Filter the data below for the string "lily" and copy each matching line.
***** Recorded information *****
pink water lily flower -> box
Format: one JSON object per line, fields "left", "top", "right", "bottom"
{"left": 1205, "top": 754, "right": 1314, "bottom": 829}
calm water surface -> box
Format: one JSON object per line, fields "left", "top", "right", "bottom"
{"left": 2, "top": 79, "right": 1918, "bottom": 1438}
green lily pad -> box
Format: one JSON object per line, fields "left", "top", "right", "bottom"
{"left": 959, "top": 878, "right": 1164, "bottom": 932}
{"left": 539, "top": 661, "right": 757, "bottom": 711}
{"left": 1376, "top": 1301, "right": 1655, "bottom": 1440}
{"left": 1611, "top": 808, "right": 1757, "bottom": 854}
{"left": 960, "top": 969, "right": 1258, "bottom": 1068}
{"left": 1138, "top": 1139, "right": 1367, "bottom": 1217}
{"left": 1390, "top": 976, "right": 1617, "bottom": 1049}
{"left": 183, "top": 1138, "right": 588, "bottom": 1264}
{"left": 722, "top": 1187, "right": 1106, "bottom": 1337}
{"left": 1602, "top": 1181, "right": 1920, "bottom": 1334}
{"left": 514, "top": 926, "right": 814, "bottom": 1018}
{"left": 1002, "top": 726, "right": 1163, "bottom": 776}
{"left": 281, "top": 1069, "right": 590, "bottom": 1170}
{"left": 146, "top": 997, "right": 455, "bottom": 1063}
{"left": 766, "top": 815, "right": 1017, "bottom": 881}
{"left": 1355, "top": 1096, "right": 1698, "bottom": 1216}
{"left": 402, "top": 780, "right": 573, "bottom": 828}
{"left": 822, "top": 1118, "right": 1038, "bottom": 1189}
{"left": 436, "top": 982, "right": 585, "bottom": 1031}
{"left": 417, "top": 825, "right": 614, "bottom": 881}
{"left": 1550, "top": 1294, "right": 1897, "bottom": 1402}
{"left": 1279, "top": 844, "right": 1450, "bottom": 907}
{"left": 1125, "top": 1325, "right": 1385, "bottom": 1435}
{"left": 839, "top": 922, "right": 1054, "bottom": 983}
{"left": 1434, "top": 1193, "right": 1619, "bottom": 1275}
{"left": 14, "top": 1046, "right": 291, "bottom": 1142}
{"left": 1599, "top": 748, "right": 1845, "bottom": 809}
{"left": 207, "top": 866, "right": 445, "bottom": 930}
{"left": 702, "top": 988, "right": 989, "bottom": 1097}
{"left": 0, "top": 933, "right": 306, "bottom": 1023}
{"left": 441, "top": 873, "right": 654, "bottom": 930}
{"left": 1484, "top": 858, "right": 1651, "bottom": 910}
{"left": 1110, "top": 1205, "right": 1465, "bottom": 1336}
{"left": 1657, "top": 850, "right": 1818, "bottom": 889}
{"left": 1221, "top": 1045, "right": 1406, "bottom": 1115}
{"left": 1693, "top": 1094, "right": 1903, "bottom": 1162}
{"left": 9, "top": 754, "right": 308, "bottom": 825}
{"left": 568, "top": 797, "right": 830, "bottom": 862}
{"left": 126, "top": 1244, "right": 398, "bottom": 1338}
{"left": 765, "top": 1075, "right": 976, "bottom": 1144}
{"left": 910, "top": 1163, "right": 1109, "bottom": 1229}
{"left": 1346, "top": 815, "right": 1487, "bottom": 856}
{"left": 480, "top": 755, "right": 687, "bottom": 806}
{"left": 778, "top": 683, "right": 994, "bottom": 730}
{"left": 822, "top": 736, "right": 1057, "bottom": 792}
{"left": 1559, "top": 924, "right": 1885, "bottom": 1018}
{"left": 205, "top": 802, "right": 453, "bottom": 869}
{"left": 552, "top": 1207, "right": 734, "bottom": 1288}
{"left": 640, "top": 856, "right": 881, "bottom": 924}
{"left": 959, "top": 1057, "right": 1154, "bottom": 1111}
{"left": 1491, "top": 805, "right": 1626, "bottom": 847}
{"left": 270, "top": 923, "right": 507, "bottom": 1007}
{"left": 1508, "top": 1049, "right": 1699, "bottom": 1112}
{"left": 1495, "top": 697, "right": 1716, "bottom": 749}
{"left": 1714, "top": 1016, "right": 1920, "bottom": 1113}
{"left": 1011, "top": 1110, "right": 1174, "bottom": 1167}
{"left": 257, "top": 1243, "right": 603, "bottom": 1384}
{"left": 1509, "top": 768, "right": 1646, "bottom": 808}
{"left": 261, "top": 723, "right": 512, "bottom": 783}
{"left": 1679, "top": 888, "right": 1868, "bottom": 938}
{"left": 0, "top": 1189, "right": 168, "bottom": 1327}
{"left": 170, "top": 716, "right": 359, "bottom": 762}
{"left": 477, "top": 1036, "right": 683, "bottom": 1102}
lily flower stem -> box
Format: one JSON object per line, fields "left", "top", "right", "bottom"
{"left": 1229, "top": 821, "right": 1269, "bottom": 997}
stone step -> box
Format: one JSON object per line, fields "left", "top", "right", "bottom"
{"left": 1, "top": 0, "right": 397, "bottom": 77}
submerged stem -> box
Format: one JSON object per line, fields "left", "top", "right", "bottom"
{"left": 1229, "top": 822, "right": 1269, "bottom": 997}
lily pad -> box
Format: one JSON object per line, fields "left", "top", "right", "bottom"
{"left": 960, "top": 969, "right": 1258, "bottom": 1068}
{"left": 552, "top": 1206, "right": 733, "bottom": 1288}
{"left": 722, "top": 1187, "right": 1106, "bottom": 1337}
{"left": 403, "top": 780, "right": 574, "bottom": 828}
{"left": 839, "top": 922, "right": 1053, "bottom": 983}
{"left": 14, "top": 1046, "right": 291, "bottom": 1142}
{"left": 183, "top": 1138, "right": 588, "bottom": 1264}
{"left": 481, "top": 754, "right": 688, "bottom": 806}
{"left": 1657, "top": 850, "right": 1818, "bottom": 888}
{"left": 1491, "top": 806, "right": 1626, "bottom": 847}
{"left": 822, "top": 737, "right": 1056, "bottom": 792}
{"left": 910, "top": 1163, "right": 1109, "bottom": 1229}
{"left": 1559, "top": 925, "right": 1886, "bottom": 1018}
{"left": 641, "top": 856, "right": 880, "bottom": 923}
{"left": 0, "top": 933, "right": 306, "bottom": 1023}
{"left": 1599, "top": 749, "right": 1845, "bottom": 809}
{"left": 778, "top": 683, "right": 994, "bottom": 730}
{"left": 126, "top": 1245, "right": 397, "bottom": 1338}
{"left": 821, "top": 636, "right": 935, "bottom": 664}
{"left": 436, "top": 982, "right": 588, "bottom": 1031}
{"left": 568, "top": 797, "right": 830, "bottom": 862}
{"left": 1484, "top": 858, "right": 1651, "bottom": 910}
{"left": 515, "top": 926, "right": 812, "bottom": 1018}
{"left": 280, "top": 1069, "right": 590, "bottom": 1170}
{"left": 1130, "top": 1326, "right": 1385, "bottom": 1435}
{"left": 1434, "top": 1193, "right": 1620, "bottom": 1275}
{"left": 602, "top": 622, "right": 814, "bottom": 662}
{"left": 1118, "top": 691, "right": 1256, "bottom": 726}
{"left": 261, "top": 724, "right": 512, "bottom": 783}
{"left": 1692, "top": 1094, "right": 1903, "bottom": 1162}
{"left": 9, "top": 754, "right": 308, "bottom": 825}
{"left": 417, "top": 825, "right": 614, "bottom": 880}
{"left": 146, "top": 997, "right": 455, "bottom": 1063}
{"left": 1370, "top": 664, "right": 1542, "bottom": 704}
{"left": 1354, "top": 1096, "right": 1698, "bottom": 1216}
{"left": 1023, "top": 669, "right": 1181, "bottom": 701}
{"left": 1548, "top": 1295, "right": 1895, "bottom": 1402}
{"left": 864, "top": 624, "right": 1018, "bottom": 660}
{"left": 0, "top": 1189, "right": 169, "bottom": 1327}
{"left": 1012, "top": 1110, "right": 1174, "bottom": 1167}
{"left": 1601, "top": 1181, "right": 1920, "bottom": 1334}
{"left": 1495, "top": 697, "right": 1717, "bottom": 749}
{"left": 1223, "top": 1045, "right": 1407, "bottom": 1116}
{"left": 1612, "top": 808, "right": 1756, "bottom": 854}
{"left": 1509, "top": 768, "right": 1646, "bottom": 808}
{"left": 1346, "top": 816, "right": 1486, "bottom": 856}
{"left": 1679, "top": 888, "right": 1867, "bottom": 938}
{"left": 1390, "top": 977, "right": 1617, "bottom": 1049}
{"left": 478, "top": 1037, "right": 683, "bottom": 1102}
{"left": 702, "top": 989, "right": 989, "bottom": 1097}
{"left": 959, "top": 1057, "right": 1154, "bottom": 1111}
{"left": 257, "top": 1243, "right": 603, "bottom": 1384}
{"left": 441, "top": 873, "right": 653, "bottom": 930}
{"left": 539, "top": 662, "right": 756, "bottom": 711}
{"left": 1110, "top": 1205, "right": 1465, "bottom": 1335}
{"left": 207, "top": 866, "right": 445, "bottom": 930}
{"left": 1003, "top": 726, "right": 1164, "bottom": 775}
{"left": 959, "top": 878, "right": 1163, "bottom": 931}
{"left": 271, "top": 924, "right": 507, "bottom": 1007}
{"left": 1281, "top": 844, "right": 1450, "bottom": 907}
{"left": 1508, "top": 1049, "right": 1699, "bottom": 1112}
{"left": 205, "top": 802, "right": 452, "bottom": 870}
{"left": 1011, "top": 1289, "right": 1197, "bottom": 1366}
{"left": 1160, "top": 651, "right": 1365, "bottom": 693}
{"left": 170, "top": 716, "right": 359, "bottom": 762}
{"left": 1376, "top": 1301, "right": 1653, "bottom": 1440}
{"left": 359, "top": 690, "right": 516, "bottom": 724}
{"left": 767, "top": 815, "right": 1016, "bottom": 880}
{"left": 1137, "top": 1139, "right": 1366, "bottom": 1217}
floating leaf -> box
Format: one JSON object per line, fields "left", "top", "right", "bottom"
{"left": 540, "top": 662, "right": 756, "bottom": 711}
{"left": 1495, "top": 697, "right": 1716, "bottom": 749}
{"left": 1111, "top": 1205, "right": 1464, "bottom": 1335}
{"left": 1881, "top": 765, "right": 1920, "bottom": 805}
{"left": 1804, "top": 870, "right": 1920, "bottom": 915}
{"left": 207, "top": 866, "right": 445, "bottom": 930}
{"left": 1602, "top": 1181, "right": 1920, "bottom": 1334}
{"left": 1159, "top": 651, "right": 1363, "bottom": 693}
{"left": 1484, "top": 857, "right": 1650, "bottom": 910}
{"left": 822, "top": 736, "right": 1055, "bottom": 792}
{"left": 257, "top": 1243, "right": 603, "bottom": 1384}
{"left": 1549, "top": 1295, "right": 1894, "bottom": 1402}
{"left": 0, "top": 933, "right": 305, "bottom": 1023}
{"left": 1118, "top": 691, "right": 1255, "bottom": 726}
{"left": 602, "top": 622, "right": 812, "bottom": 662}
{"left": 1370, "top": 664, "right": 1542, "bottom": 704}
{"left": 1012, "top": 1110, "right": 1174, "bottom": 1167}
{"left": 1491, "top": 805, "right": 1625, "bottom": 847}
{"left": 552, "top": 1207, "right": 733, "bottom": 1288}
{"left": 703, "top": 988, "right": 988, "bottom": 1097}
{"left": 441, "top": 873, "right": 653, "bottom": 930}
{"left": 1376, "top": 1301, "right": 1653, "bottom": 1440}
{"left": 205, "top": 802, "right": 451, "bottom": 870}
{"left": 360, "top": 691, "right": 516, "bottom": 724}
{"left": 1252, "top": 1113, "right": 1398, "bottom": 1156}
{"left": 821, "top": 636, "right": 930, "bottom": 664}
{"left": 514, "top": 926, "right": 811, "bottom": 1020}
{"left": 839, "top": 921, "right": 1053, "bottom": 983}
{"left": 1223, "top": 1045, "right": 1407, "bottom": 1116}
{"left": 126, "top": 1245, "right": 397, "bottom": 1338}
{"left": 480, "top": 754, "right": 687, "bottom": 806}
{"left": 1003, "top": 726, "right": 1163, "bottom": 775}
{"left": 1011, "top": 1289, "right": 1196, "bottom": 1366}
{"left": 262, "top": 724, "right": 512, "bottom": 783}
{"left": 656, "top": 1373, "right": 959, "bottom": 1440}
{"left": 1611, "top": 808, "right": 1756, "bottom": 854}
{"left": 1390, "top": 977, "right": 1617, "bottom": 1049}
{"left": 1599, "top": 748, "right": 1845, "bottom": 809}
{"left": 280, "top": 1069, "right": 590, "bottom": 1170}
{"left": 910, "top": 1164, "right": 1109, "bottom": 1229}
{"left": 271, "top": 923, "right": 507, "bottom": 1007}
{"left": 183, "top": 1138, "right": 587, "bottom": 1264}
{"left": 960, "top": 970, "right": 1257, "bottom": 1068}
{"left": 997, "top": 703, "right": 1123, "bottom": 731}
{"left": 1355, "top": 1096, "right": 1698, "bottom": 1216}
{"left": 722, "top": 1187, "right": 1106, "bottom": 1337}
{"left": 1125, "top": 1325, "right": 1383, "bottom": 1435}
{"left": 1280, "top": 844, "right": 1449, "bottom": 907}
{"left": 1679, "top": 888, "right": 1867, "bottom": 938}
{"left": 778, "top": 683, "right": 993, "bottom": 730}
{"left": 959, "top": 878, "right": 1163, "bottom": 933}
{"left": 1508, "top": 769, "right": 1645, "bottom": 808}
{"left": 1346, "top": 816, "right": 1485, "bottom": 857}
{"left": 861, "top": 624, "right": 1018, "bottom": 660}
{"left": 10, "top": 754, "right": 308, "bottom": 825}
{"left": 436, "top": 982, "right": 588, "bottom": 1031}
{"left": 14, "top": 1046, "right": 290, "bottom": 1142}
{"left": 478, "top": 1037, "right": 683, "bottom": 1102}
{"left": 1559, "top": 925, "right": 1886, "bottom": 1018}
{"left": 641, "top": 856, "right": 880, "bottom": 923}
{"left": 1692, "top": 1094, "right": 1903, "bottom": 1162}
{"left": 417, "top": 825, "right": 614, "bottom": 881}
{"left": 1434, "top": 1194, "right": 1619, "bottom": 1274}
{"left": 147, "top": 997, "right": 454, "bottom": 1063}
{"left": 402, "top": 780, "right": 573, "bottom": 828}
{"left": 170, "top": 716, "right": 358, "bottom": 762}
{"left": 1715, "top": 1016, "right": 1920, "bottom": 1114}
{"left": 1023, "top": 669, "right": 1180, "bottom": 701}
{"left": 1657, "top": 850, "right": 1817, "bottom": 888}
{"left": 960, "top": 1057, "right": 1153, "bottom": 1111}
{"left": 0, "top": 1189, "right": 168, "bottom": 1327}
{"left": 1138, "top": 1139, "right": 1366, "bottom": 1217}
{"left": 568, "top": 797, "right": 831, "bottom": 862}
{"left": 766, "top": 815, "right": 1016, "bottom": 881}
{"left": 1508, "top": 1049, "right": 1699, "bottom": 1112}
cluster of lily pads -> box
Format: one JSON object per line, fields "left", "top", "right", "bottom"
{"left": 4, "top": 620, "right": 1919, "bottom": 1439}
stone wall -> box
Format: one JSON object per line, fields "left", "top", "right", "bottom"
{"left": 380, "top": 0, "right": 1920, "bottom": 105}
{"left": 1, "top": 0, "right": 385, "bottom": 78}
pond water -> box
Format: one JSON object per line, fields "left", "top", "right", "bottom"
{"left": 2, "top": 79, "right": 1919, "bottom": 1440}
*****
Result of the exercise:
pink water lily flower -> box
green lily pad -> box
lily flower stem -> box
lily pad -> box
cluster of lily pads -> box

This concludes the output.